◆ **To do**:
Quote the entire listing below word for word, with every line unchanged.

◆ **Records supplied**:
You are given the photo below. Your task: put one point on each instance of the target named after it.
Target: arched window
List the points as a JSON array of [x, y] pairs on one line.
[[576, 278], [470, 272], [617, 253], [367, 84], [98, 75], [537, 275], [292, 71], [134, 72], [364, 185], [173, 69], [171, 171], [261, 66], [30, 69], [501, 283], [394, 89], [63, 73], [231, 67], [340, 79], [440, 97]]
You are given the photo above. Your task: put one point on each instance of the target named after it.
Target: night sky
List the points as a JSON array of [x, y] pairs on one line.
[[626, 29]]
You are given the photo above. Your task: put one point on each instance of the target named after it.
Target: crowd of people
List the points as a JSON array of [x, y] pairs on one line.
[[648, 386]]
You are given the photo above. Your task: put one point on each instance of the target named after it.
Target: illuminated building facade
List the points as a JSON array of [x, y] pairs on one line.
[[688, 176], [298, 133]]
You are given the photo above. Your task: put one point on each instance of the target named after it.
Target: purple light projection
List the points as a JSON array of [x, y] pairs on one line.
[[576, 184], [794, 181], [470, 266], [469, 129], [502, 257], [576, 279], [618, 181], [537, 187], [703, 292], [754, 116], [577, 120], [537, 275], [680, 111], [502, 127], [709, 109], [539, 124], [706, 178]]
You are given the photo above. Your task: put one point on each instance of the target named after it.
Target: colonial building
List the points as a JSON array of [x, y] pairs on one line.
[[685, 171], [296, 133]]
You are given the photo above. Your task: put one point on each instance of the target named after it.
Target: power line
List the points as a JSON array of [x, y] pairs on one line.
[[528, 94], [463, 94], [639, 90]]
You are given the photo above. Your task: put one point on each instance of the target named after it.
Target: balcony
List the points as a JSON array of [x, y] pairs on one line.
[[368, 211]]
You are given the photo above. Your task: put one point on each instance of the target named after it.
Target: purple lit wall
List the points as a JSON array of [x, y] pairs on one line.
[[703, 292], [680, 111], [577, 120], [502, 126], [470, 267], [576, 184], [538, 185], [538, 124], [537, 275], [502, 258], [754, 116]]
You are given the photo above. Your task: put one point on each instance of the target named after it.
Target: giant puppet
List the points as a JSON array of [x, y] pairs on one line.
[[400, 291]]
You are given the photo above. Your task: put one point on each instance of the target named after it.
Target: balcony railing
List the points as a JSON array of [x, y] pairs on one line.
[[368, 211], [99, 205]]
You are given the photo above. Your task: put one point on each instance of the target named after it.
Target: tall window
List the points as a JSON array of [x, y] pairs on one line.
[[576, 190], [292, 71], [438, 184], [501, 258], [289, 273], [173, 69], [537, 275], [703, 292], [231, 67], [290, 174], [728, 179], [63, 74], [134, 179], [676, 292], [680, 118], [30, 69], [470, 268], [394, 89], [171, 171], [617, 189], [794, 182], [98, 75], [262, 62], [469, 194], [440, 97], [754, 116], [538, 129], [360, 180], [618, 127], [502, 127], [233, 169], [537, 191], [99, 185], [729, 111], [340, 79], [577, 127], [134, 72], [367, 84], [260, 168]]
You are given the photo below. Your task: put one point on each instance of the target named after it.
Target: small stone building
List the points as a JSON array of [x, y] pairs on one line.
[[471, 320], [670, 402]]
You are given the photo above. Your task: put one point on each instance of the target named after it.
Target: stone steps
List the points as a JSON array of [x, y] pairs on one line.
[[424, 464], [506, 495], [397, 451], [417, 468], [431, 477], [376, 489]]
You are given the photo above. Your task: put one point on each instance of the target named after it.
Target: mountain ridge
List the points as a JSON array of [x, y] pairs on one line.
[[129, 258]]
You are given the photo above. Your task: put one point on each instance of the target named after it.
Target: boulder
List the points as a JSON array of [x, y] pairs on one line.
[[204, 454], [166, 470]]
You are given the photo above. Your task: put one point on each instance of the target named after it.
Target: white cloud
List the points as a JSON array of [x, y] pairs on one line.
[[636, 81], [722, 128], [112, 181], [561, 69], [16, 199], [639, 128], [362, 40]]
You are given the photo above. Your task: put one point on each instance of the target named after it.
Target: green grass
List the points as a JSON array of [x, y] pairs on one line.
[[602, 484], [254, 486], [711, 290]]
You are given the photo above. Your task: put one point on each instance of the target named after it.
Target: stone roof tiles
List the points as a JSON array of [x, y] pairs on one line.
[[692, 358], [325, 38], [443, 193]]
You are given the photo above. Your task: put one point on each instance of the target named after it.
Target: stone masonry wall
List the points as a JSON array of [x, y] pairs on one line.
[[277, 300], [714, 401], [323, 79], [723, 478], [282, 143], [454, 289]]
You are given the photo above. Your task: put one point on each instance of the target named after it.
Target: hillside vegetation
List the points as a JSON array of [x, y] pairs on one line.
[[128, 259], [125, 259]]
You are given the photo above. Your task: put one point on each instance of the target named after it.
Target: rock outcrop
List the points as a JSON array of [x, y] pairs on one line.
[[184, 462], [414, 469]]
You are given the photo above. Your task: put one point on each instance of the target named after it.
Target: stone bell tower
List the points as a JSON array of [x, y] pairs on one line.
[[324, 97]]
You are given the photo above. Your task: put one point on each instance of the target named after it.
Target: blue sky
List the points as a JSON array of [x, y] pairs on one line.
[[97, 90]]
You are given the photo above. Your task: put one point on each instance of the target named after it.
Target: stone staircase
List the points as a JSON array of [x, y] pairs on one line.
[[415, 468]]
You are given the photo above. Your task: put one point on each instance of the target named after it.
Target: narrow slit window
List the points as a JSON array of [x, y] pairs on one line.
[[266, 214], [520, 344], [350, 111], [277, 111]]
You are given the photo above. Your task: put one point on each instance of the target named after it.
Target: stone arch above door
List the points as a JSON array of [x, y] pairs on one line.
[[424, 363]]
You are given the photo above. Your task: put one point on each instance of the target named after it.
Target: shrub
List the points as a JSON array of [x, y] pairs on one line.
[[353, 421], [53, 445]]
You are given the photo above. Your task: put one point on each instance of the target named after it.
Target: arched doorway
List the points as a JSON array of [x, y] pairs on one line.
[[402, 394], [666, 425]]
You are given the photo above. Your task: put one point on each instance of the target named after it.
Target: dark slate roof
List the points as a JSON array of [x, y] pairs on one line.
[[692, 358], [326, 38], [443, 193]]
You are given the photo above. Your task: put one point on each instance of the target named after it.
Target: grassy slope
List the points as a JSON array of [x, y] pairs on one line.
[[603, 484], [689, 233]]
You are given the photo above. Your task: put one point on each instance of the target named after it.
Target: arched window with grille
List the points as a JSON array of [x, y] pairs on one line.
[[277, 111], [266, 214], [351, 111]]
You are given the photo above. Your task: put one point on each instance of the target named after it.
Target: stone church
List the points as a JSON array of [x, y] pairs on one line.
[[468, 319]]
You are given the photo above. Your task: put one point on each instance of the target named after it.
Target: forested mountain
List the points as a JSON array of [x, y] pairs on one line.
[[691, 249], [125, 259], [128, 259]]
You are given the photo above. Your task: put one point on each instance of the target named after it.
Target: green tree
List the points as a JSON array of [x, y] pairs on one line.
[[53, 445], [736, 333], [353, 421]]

◆ **Task result**:
You are given the photo below. Your task: put one point on each instance of the target named after it.
Target: arched window
List the points as a JSON array of [x, y] pairs on one line.
[[576, 278], [470, 272], [617, 253], [367, 84], [98, 75], [537, 275], [292, 71], [134, 72], [364, 185], [173, 69], [171, 171], [261, 66], [30, 69], [501, 283], [394, 89], [63, 73], [231, 67], [340, 79], [440, 97]]
You are given the photo above. Your task: put one point on each instance of the target named after it.
Target: night sky
List the points as a JSON array of [x, y] pairs on one line.
[[626, 29]]
You are given the photo above. Your task: put one point on each instance of the target named after it.
Target: crowd of people
List the points as a JSON array of [x, y] pairs on one line.
[[648, 386]]
You are given the photo above. Your task: put one point on each instance of the target named after it.
Target: illuminated building facade
List the points as a JSON array of [x, y] pairs on one line.
[[688, 176], [298, 133]]
You are given the photo above. Your task: put one point on each instance of the target named after it.
Target: purple light projection
List the points as a JSON array of [x, y] pairs on one line.
[[576, 184], [794, 181], [470, 266], [469, 129], [502, 257], [576, 279], [618, 181], [537, 187], [703, 292], [754, 116], [577, 120], [537, 275], [680, 111], [502, 127], [709, 109], [539, 124], [706, 178]]
You are given the photo above. Your task: put one point on each instance of the target named after it.
Target: colonial building
List the points as a JSON array of [x, y] pairs on one line.
[[685, 171], [296, 133]]
You are given the photo above. Your task: put one point on each instance of the target named after it.
Target: power line
List the points as a JSON array of [x, y] pairs on one line.
[[528, 94], [463, 94], [639, 90]]
You are given the photo above. Your task: put one point on each instance of the target named after it.
Target: balcony
List the points as a JSON array of [x, y] pairs on one line.
[[368, 211]]
You are given the photo above. Your task: put one point on each instance of the target named after it.
Target: purple lit wall
List the points as a JSON array of [x, y] pairs on one line.
[[703, 292], [680, 111], [577, 120], [502, 126], [470, 267], [576, 184], [538, 185], [538, 124], [537, 275], [502, 258], [754, 116]]
You are given the photo above. Your task: put one point on each instance of the target named after it.
Target: giant puppet
List the points as a JSON array of [x, y] pairs on one line.
[[400, 291]]
You are given the photo above. Your task: put one point on each instance of the target named after it.
Target: balcony railing
List the points as a JSON array of [x, y] pairs on one line.
[[368, 211], [99, 205]]
You are given the photo above. Your task: put one point on each instance of the target named after it.
Target: tall window
List the points as a JSON array of [x, y] pairs on one line.
[[576, 190], [292, 71], [438, 184], [501, 258], [289, 273], [173, 69], [537, 275], [703, 292], [231, 67], [290, 174], [728, 179], [63, 74], [134, 179], [676, 292], [680, 118], [30, 69], [470, 268], [394, 89], [171, 171], [617, 189], [794, 182], [98, 75], [262, 62], [469, 194], [440, 97], [754, 116], [538, 129], [360, 180], [618, 127], [502, 127], [233, 169], [537, 191], [99, 185], [729, 111], [340, 79], [577, 127], [134, 72], [367, 84], [260, 168]]
You are given the photo below. Your task: put one point on each instance of the target named after it.
Target: small stone building
List the points as a JSON array of [x, y] pairs on one line.
[[471, 320], [670, 402]]
You are given the photo above. Your task: put one point on each instance of the target named after it.
Target: stone steps
List the points as a JSON array of [x, y] pairs on one line.
[[424, 464], [506, 495], [397, 451], [417, 468], [431, 477], [376, 489]]
You are given the photo above. Your task: put one point on each instance of the target named after it.
Target: mountain ridge
List the points as a JSON array of [x, y] pairs on one line.
[[129, 258]]
You are given the photo above. Your task: put one point on each instance of the target named after it.
Target: boulder
List the points as a JSON array of [x, y] pairs on one line.
[[204, 454], [166, 470]]
You are given the photo above. Your task: put one point on each instance of the target named after it.
Target: white cloud
List the points as a JSON array of [x, y] pairs on one line.
[[636, 81], [722, 128], [112, 181], [561, 69], [16, 199], [639, 128], [362, 40]]
You are given the photo above. Your task: put one point on each instance of the target named after it.
Target: green grass
List the points as a JSON array of [x, y] pairs on one line.
[[602, 484], [254, 486], [711, 290]]
You are given the photo above. Your task: put one point on each instance of the target named after it.
Target: stone roof tiles
List the points as a JSON array of [x, y] pairs on one line.
[[692, 358], [325, 38], [443, 193]]
You are given the photo above. Your task: put one point on each instance of the target named after it.
Target: stone masonry wall
List the points as a JSON array of [x, y] pairs on one line.
[[277, 300], [714, 401], [323, 79], [723, 478], [282, 143], [454, 289]]
You are given the photo above. Your task: put one point on each instance of the target named after it.
Target: hillside vegetation
List the points as a JSON array of [x, y] pairs on one line.
[[128, 259], [125, 259]]
You are given the photo above. Your task: put one point on each instance of the target named after it.
Target: rock outcrop
List the points as a JSON array of [x, y] pairs on one line.
[[184, 462], [414, 469]]
You are given the photo above. Your task: put one point on each instance of the target named after it.
Target: stone bell tower
List the points as a JSON array of [x, y] pairs on one line.
[[324, 97]]
You are given the photo above. Your task: put one point on each instance of the target named after it.
Target: blue sky
List the points as a JSON array of [x, y] pairs on one line.
[[97, 90]]
You are given the photo above. Your task: put one point on each instance of the target named after it.
Target: stone staircase
List the points as a JSON array of [x, y] pairs on one line.
[[415, 468]]
You are given the photo above. Your task: put one point on each instance of the target named after it.
Target: narrow slit window
List the points as a JSON array of [x, y] pairs on one line.
[[266, 214], [520, 344], [350, 111], [277, 111]]
You are given the photo above. Your task: put one point on each instance of the target named after it.
Target: stone arch above door
List the points as a JSON array of [x, y] pairs on one line.
[[424, 363]]
You are given the photo above. Your task: put one point on each instance of the target named after it.
Target: shrub
List the points as a JSON array of [x, y] pairs on one line.
[[353, 421], [53, 445]]
You are given the photo above. Your task: put one point on each instance of the target named after it.
Target: arched doorway
List the points as a JSON array of [x, y] pairs on one line.
[[402, 394], [666, 425]]
You are given the photo above. Your task: put one point on each instance of the target named after it.
Target: dark slate roof
List the points as a JSON array of [x, y] pairs on one line.
[[692, 358], [326, 38], [443, 193]]
You are given the photo above. Your task: put one point on each instance of the target named after it.
Target: grassy slope
List the points as a JSON array of [x, y] pairs on one line.
[[603, 484], [689, 233]]
You are given the photo above. Your task: put one point on each instance of the target named after it.
Target: arched window with grille
List the points as a JSON array of [x, y] pairs on one line.
[[277, 111], [266, 214], [351, 111]]
You are given the photo above. Your task: put one point on each instance of the target named after it.
Target: stone church
List the points as a JSON array of [x, y] pairs on one line.
[[468, 319]]
You are given the photo above. Your task: put one point on each instance of the target named after it.
Target: forested mountain
List the points as a JSON array of [x, y] pairs on one line.
[[691, 249], [125, 259], [128, 259]]
You are given the photo above. Your task: put one point on each instance of the target named after it.
Target: green tree
List the points as a JSON array of [x, y] pairs on one line.
[[53, 445], [736, 333], [353, 421]]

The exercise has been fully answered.